# [Given exercise]
Please tally the lines of the listing below that contain the string "Target", with case counting, and reply with the number alone.

# [Record set]
___
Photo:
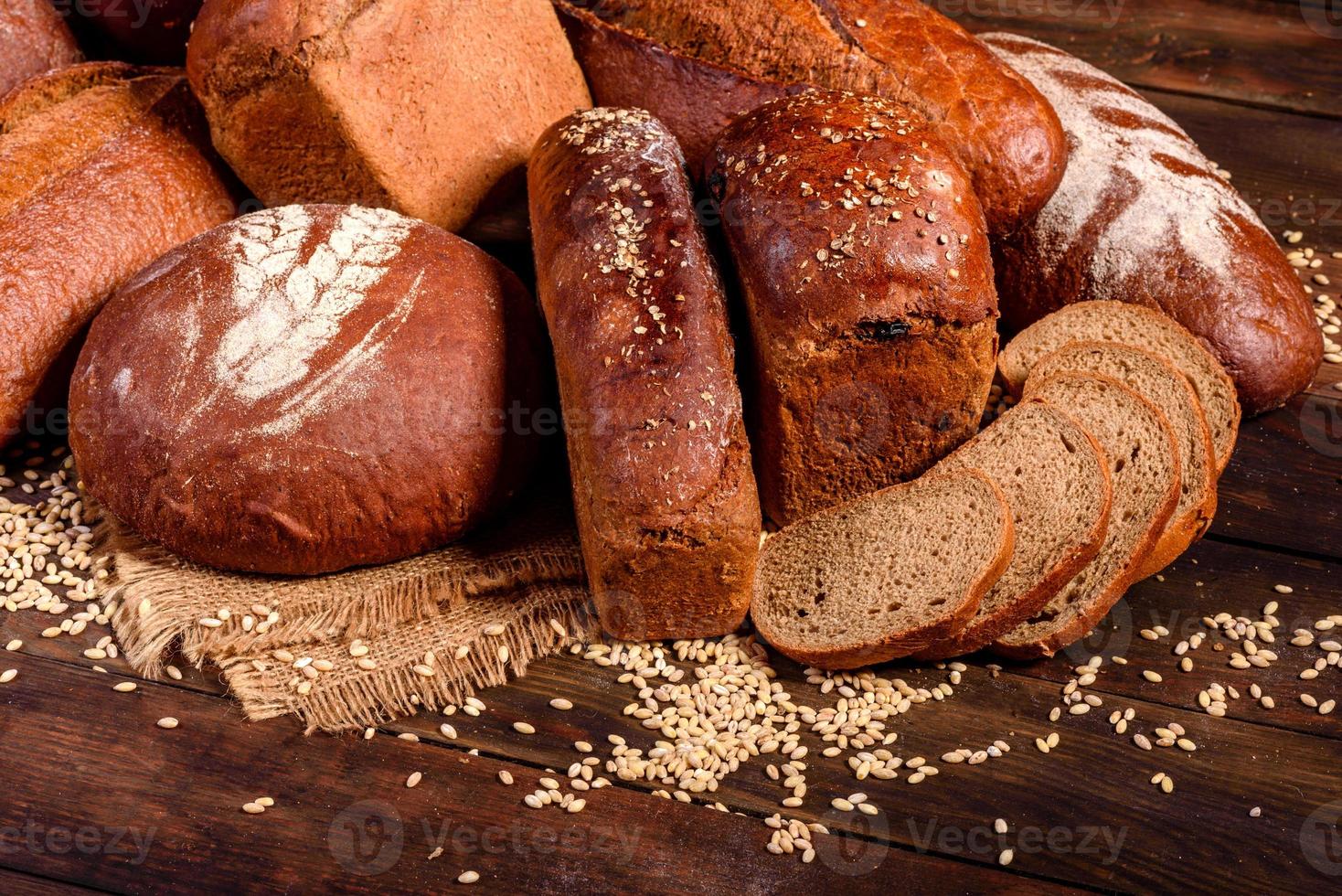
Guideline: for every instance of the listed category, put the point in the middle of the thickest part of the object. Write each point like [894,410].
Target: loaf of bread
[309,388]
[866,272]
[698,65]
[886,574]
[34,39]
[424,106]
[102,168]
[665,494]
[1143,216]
___
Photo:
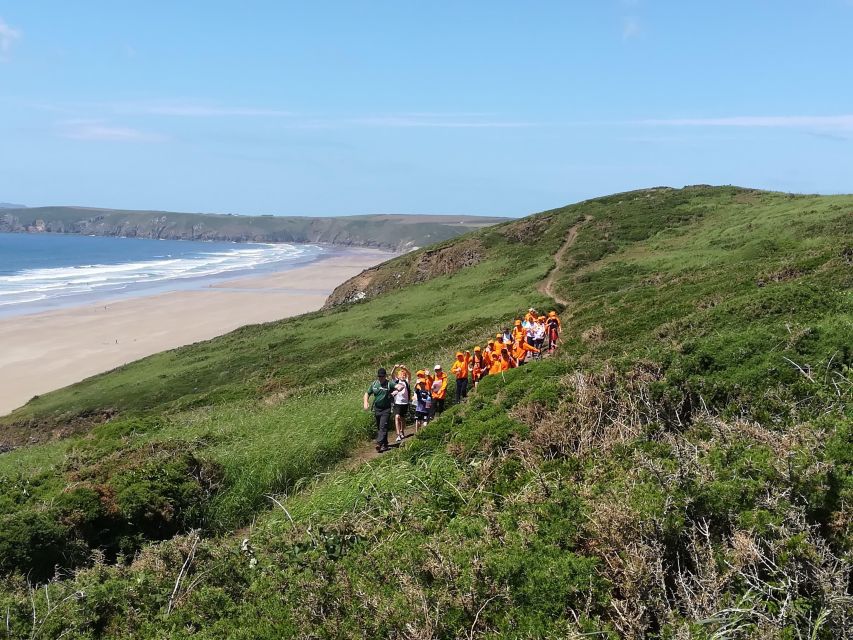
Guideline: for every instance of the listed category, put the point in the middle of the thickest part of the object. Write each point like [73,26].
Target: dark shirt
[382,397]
___
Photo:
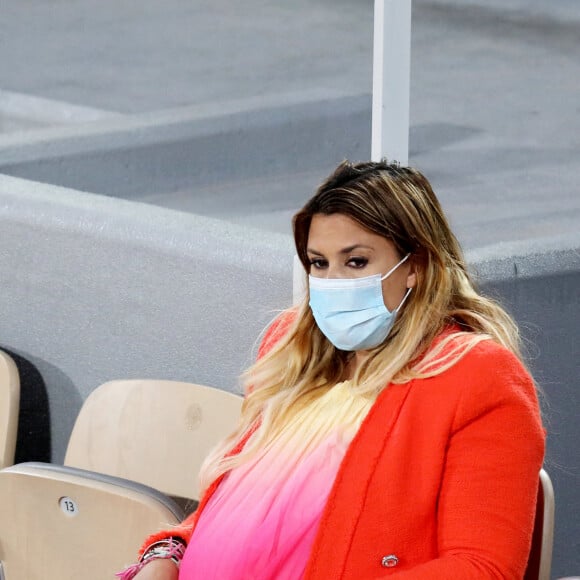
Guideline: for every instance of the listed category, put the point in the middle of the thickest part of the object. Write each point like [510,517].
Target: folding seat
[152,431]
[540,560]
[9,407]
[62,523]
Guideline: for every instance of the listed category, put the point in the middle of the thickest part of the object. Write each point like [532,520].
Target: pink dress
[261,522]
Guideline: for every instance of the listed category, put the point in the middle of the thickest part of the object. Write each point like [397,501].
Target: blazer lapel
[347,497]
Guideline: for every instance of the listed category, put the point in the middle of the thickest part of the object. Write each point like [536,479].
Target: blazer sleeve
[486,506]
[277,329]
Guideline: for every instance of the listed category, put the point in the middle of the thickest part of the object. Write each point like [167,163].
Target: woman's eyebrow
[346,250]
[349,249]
___
# [Completed exercise]
7